- [Set exercise] Render the item lines from the one containing "Where can you spot the suit lapel" through the one containing "column 275, row 21" as a Markdown table with columns No. and Item line, numbering each row and omitting blank lines.
--- begin Raw records ---
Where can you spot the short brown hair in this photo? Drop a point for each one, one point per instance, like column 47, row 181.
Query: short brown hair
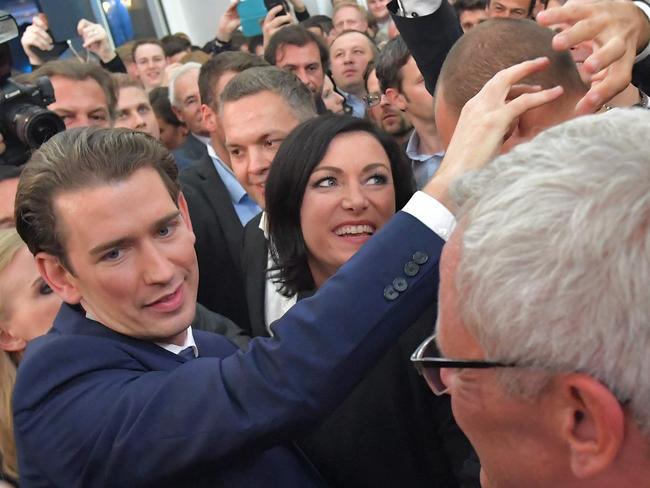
column 214, row 69
column 497, row 44
column 81, row 158
column 76, row 70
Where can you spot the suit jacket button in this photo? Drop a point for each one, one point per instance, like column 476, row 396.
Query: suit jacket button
column 420, row 257
column 411, row 269
column 400, row 284
column 390, row 293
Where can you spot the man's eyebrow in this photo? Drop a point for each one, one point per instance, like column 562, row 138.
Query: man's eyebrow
column 100, row 248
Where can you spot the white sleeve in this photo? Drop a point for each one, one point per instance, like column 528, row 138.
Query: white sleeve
column 417, row 8
column 431, row 213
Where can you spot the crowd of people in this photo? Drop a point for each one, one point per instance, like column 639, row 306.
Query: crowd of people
column 240, row 264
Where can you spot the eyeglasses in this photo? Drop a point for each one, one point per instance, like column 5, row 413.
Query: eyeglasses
column 428, row 363
column 372, row 99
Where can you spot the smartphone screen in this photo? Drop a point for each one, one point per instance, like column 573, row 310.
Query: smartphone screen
column 251, row 13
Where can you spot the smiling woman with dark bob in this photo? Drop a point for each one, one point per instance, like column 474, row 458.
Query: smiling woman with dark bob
column 288, row 182
column 335, row 181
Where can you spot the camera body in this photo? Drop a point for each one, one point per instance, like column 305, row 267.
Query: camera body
column 25, row 122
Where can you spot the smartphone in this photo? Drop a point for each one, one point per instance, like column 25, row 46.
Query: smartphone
column 62, row 21
column 272, row 3
column 251, row 13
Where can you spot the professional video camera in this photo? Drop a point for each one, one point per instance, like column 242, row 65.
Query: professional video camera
column 25, row 123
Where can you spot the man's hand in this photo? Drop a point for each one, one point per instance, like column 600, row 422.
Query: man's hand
column 484, row 122
column 619, row 30
column 95, row 40
column 228, row 23
column 36, row 36
column 274, row 22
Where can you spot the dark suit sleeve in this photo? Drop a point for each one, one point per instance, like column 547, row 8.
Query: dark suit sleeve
column 133, row 425
column 429, row 38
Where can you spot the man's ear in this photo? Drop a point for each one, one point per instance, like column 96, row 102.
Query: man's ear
column 178, row 114
column 58, row 278
column 11, row 343
column 185, row 211
column 395, row 98
column 592, row 424
column 209, row 118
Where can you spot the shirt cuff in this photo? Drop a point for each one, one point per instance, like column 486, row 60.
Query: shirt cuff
column 417, row 8
column 645, row 8
column 431, row 213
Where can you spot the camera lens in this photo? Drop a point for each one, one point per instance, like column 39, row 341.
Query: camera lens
column 34, row 125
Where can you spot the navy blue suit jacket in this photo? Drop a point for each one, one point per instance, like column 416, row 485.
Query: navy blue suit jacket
column 95, row 408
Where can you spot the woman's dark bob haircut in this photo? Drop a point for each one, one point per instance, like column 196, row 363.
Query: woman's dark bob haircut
column 294, row 163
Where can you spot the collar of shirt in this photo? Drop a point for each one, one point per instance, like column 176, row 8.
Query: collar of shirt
column 189, row 340
column 264, row 225
column 235, row 190
column 413, row 146
column 203, row 139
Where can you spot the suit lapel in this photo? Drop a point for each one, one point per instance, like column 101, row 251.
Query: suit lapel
column 256, row 254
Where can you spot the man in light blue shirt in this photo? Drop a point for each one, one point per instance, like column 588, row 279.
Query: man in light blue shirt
column 245, row 207
column 401, row 81
column 350, row 54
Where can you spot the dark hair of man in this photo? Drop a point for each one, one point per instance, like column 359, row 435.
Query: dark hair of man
column 389, row 64
column 253, row 42
column 503, row 43
column 174, row 44
column 294, row 163
column 142, row 42
column 294, row 35
column 215, row 68
column 274, row 80
column 76, row 159
column 72, row 69
column 465, row 5
column 159, row 99
column 323, row 22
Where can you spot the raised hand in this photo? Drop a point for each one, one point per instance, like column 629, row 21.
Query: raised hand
column 486, row 120
column 619, row 30
column 95, row 40
column 36, row 36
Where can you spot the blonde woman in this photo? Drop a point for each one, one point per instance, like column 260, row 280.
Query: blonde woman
column 27, row 310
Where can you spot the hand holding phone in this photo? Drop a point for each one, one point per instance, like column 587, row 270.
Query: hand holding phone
column 275, row 21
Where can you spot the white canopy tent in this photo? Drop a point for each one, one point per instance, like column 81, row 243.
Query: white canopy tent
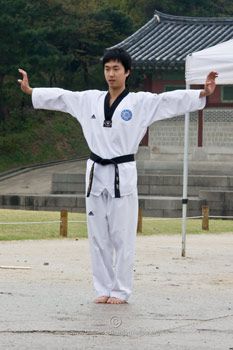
column 217, row 58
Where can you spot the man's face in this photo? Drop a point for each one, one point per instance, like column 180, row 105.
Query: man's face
column 115, row 74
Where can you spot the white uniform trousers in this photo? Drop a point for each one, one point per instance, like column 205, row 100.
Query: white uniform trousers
column 112, row 226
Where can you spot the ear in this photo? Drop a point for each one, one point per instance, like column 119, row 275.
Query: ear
column 128, row 73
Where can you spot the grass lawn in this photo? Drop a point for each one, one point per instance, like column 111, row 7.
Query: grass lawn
column 46, row 225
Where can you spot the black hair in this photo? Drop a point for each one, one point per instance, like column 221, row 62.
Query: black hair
column 120, row 55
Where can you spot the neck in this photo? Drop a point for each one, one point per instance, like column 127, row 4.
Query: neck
column 114, row 93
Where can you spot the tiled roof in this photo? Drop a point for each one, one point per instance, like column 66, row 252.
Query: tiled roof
column 166, row 40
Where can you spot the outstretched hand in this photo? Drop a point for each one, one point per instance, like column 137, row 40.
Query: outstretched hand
column 24, row 83
column 210, row 84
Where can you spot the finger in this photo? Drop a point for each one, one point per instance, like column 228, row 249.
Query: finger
column 24, row 74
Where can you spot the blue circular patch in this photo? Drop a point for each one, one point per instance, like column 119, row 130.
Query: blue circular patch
column 126, row 114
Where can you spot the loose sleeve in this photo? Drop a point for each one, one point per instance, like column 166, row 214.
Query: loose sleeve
column 170, row 104
column 56, row 99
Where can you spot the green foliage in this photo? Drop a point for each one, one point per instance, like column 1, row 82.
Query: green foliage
column 60, row 43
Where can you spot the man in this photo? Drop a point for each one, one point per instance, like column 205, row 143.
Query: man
column 113, row 124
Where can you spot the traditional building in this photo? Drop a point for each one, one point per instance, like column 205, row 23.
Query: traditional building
column 159, row 49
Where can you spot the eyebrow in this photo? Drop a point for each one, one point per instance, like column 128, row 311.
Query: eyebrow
column 108, row 66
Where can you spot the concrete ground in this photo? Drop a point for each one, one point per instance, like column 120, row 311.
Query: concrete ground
column 178, row 303
column 38, row 181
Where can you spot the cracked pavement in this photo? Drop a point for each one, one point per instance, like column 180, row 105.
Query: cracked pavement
column 178, row 303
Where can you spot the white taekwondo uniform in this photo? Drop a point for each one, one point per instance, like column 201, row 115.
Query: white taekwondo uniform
column 112, row 221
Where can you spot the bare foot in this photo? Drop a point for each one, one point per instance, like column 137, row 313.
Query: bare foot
column 113, row 300
column 101, row 300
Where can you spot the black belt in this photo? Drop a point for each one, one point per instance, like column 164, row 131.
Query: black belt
column 115, row 161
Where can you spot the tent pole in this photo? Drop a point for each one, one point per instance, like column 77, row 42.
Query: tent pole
column 185, row 180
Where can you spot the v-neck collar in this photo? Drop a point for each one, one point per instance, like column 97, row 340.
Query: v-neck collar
column 109, row 110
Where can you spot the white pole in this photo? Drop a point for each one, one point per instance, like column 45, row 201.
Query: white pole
column 185, row 180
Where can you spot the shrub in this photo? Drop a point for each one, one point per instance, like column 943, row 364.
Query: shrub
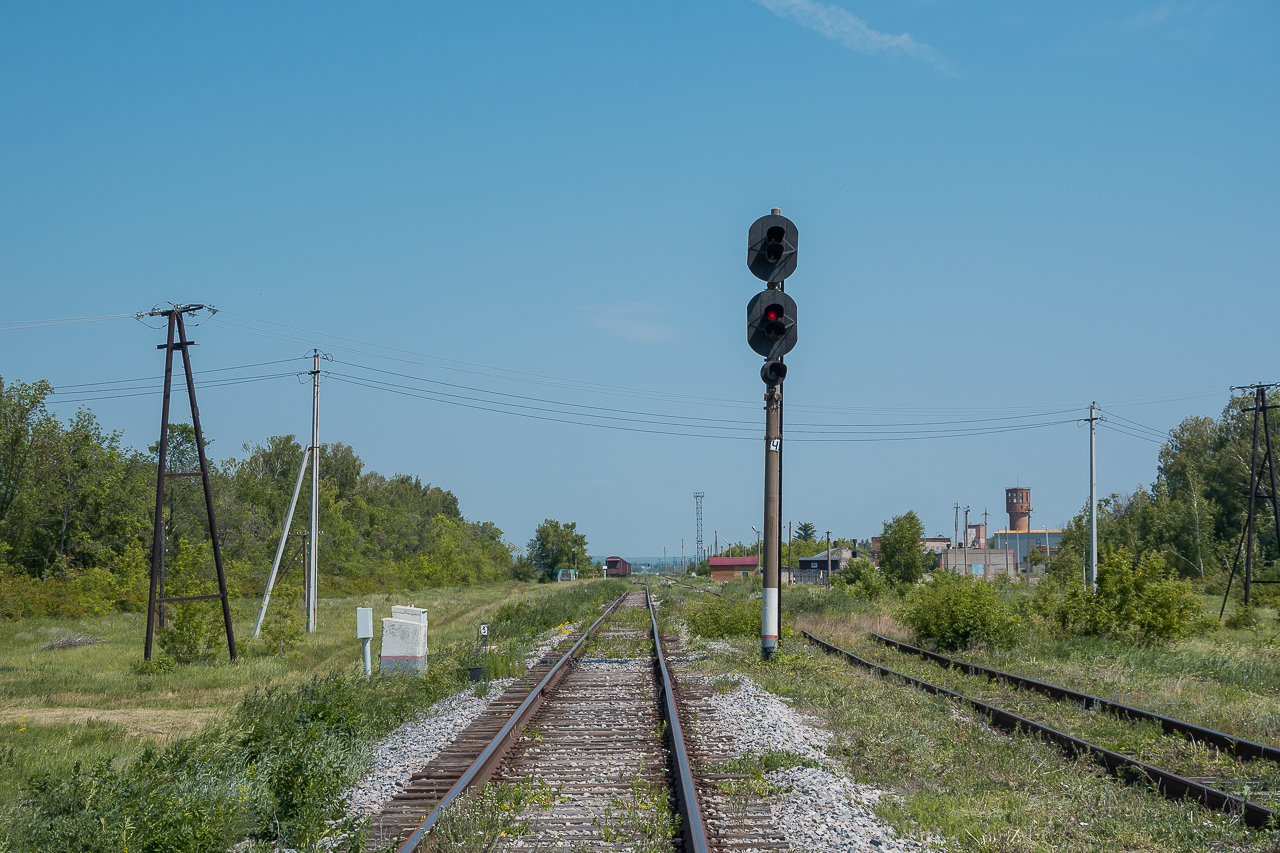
column 862, row 578
column 717, row 617
column 282, row 628
column 1137, row 601
column 1244, row 616
column 954, row 612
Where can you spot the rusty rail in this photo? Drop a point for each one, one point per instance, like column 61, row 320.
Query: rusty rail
column 693, row 828
column 1127, row 769
column 1238, row 747
column 493, row 753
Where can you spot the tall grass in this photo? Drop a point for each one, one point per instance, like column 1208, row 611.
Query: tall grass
column 272, row 769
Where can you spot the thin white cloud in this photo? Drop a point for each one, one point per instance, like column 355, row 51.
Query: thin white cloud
column 630, row 322
column 851, row 31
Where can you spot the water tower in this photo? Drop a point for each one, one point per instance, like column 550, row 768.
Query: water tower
column 1018, row 503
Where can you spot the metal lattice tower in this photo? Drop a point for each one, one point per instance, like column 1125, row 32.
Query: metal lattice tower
column 698, row 498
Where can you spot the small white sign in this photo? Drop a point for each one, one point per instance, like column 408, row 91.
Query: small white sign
column 364, row 623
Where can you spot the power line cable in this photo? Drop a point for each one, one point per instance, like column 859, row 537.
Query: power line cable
column 238, row 366
column 455, row 400
column 151, row 392
column 749, row 424
column 18, row 325
column 581, row 386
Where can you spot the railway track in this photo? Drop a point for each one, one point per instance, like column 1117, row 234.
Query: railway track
column 1124, row 766
column 608, row 728
column 1229, row 743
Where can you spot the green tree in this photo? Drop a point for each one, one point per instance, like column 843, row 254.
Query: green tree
--- end Raw records ---
- [Exercise response]
| No. | Item line |
|---|---|
| 1 | Where can you spot the suit lapel in this photo? Drop a point for each one, one point per instance, like column 101, row 251. |
| 2 | Query: suit lapel |
| 3 | column 256, row 254 |
| 4 | Where can you spot the man in light blue shirt in this photo? Drop a point for each one, one point per instance, like column 588, row 279. |
| 5 | Query: man in light blue shirt |
| 6 | column 245, row 207 |
| 7 | column 401, row 81 |
| 8 | column 350, row 54 |
| 9 | Where can you spot the dark hair of man in this photo? Drop a point for each one, one point per instance, like column 359, row 435. |
| 10 | Query: dark hair of man |
| 11 | column 389, row 64 |
| 12 | column 253, row 42 |
| 13 | column 503, row 43 |
| 14 | column 174, row 44 |
| 15 | column 294, row 163 |
| 16 | column 142, row 42 |
| 17 | column 294, row 35 |
| 18 | column 215, row 68 |
| 19 | column 274, row 80 |
| 20 | column 76, row 159 |
| 21 | column 72, row 69 |
| 22 | column 465, row 5 |
| 23 | column 159, row 99 |
| 24 | column 323, row 22 |
| 25 | Where can you spot the raised hand in this photo? Drop a point for each one, one point per instance, like column 629, row 21. |
| 26 | Query: raised hand |
| 27 | column 486, row 120 |
| 28 | column 619, row 30 |
| 29 | column 95, row 40 |
| 30 | column 36, row 36 |
| 31 | Where can you spot the blonde woman in this photo? Drop a point for each one, one point per instance, like column 260, row 280. |
| 32 | Query: blonde woman |
| 33 | column 27, row 310 |
| 34 | Where can you spot the hand holding phone in this photo? Drop a point for each one, one point per instance, like column 587, row 270. |
| 35 | Query: hand holding phone |
| 36 | column 275, row 21 |